### PROBLEM TO WORK ON
Write out the rows from the line with "Isolate any visible gray" through the end again, changing "tree shadow" to "oak shadow" and leaving everything else as it is.
== == ==
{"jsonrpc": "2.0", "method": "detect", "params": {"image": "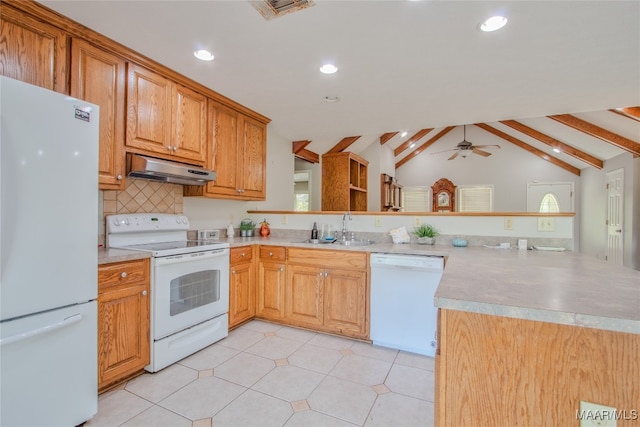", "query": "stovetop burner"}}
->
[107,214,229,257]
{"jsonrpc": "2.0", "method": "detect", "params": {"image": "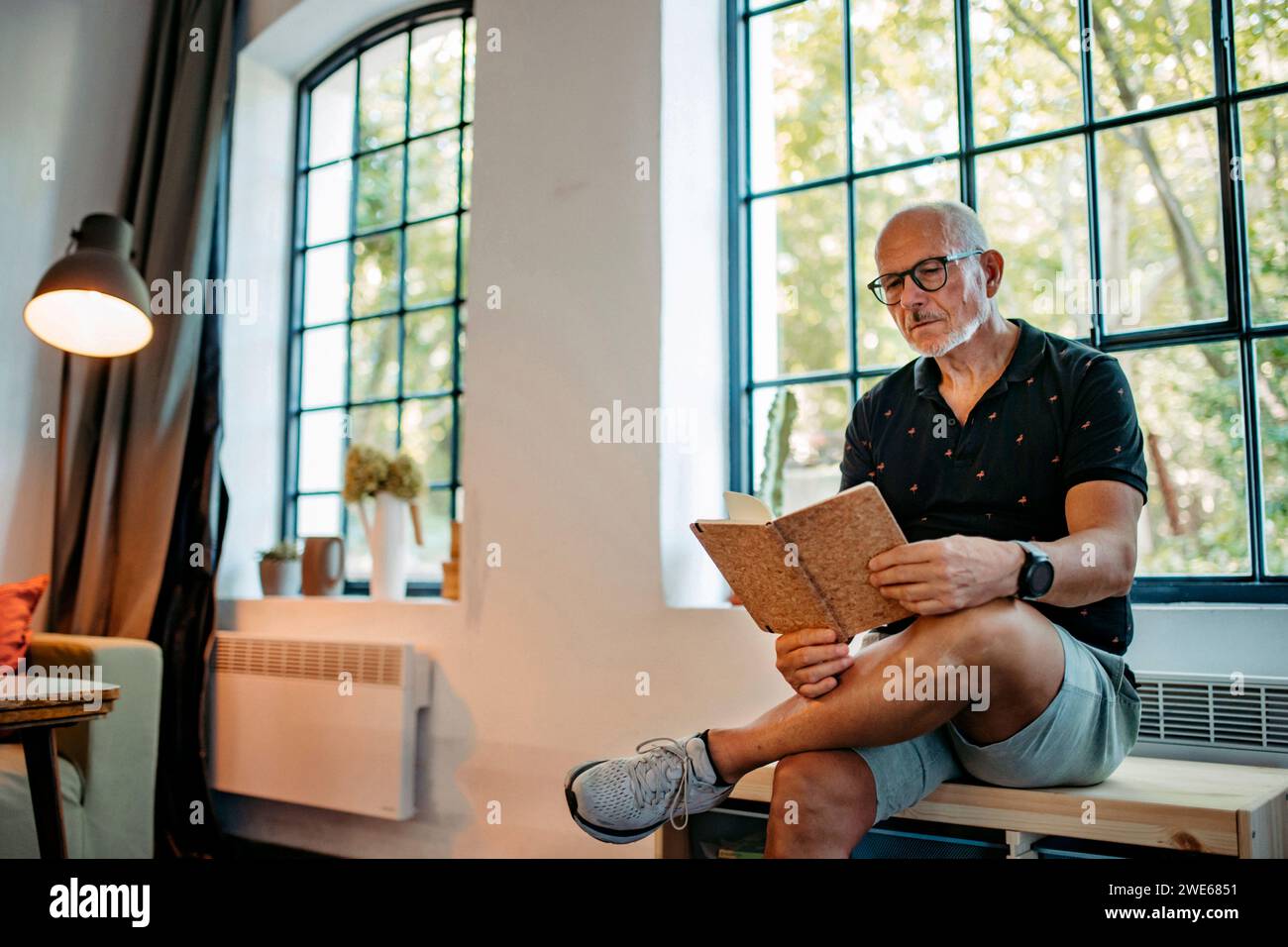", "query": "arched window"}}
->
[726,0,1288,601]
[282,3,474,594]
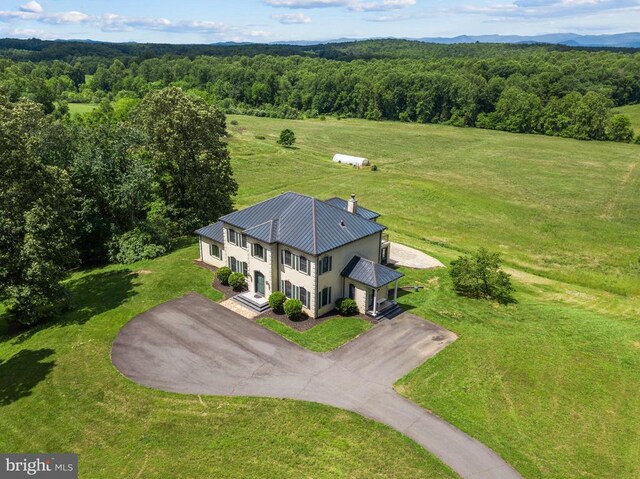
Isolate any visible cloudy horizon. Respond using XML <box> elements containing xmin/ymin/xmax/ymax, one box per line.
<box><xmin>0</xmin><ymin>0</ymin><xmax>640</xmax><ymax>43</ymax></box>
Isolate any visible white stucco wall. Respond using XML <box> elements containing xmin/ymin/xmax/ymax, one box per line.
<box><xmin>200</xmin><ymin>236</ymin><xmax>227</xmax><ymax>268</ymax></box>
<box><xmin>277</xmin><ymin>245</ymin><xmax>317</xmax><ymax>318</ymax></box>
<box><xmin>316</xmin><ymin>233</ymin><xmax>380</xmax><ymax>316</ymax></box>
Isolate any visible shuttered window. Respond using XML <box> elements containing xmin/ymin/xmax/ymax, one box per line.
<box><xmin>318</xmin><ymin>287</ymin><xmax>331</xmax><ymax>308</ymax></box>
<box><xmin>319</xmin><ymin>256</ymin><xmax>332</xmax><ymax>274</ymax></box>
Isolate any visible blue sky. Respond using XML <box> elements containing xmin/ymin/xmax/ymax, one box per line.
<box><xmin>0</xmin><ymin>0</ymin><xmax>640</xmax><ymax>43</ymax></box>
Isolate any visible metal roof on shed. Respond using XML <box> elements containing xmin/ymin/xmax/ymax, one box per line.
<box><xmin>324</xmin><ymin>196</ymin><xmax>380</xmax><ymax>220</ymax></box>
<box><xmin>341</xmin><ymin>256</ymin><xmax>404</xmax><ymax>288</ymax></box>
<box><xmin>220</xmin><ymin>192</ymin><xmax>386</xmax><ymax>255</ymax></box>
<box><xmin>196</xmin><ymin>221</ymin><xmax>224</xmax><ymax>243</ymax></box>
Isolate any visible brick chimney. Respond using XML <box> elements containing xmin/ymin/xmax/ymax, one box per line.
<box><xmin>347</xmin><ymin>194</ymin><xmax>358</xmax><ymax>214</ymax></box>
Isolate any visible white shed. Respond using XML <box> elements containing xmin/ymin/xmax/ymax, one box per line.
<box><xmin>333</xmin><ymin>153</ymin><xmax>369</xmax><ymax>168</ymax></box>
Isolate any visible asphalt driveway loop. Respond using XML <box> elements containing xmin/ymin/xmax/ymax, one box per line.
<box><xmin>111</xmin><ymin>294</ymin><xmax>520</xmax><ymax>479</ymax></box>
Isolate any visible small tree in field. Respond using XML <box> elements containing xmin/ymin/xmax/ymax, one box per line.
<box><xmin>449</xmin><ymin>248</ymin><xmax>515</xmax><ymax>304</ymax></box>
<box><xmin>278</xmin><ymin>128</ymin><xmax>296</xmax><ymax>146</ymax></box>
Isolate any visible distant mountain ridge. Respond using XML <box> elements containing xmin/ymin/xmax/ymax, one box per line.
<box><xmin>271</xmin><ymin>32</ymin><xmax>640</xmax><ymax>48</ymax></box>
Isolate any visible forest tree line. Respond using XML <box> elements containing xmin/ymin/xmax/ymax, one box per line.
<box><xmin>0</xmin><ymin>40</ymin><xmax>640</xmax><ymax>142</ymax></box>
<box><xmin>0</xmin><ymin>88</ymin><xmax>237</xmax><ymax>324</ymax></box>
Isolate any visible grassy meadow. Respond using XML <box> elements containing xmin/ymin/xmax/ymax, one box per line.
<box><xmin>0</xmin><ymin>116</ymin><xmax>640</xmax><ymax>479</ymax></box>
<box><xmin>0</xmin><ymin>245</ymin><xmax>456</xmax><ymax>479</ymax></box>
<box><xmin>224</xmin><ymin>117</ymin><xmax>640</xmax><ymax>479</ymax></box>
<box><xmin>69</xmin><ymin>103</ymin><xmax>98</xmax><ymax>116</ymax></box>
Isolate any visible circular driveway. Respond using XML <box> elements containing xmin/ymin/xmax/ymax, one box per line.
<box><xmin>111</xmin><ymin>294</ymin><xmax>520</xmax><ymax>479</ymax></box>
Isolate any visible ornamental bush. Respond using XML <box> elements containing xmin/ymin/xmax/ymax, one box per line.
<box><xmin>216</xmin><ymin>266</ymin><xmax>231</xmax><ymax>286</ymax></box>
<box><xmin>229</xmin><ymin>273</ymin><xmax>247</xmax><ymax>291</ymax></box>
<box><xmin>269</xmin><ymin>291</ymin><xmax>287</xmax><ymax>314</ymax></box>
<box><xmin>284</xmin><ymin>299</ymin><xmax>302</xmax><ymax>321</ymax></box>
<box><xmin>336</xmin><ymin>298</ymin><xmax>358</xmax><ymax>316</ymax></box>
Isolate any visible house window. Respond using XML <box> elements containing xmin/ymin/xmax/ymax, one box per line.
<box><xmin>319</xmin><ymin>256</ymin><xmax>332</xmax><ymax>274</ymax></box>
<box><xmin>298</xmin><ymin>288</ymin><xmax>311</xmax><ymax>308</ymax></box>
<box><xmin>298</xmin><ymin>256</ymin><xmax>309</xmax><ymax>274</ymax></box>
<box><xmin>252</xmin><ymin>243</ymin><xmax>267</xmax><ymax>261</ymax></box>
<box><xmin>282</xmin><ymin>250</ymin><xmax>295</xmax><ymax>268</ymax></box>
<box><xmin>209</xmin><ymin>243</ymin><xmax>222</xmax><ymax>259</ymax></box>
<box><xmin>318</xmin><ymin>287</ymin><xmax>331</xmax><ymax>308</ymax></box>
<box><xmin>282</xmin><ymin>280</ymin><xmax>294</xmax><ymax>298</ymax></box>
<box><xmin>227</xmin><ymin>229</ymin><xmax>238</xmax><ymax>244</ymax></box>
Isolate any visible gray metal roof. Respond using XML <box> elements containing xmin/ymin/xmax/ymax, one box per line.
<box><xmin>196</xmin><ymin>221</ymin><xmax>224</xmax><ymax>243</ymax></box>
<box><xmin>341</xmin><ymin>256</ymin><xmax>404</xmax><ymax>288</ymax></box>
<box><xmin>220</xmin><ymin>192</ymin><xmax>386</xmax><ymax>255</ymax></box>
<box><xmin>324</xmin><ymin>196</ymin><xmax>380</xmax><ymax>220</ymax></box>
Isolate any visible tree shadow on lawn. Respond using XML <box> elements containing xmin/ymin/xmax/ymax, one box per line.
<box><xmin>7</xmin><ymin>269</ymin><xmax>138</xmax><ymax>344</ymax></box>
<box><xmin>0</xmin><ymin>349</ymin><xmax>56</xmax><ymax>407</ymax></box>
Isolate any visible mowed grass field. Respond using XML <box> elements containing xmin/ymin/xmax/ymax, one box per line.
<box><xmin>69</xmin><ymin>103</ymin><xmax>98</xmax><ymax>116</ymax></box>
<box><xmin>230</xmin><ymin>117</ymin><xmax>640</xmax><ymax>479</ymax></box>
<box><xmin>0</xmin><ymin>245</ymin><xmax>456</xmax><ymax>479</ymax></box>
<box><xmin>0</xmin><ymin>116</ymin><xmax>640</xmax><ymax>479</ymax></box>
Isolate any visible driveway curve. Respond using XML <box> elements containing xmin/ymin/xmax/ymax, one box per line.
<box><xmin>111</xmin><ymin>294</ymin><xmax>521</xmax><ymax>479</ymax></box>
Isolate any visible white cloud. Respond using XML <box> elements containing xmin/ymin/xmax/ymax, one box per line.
== == ==
### SOLVED EXERCISE
Isolate any visible gray metal roof. Respond using XML <box> elements containing xmin/ymin/xmax/ymax, one box per line.
<box><xmin>196</xmin><ymin>221</ymin><xmax>224</xmax><ymax>243</ymax></box>
<box><xmin>341</xmin><ymin>256</ymin><xmax>404</xmax><ymax>288</ymax></box>
<box><xmin>220</xmin><ymin>192</ymin><xmax>386</xmax><ymax>255</ymax></box>
<box><xmin>324</xmin><ymin>196</ymin><xmax>380</xmax><ymax>220</ymax></box>
Isolate any visible oak shadow on lawn. Respond using XML <box> elements containing xmin/ymin/xmax/ymax, one box per line.
<box><xmin>7</xmin><ymin>269</ymin><xmax>138</xmax><ymax>344</ymax></box>
<box><xmin>0</xmin><ymin>349</ymin><xmax>56</xmax><ymax>407</ymax></box>
Isolate any visible mowed grass field. Respond using XML <box> elements containing xmin/ymin/xmax/ymax, one box per line.
<box><xmin>69</xmin><ymin>103</ymin><xmax>98</xmax><ymax>116</ymax></box>
<box><xmin>230</xmin><ymin>117</ymin><xmax>640</xmax><ymax>479</ymax></box>
<box><xmin>0</xmin><ymin>245</ymin><xmax>456</xmax><ymax>479</ymax></box>
<box><xmin>0</xmin><ymin>116</ymin><xmax>640</xmax><ymax>479</ymax></box>
Isolate any visible driveway curve. Respond using XML <box> elements containing xmin/ymin/xmax/ymax, one box per line.
<box><xmin>111</xmin><ymin>294</ymin><xmax>521</xmax><ymax>479</ymax></box>
Isolate any visible white cloud. Respond using XML <box> elements containing xmin/ymin/xmax/ymax, one box per line.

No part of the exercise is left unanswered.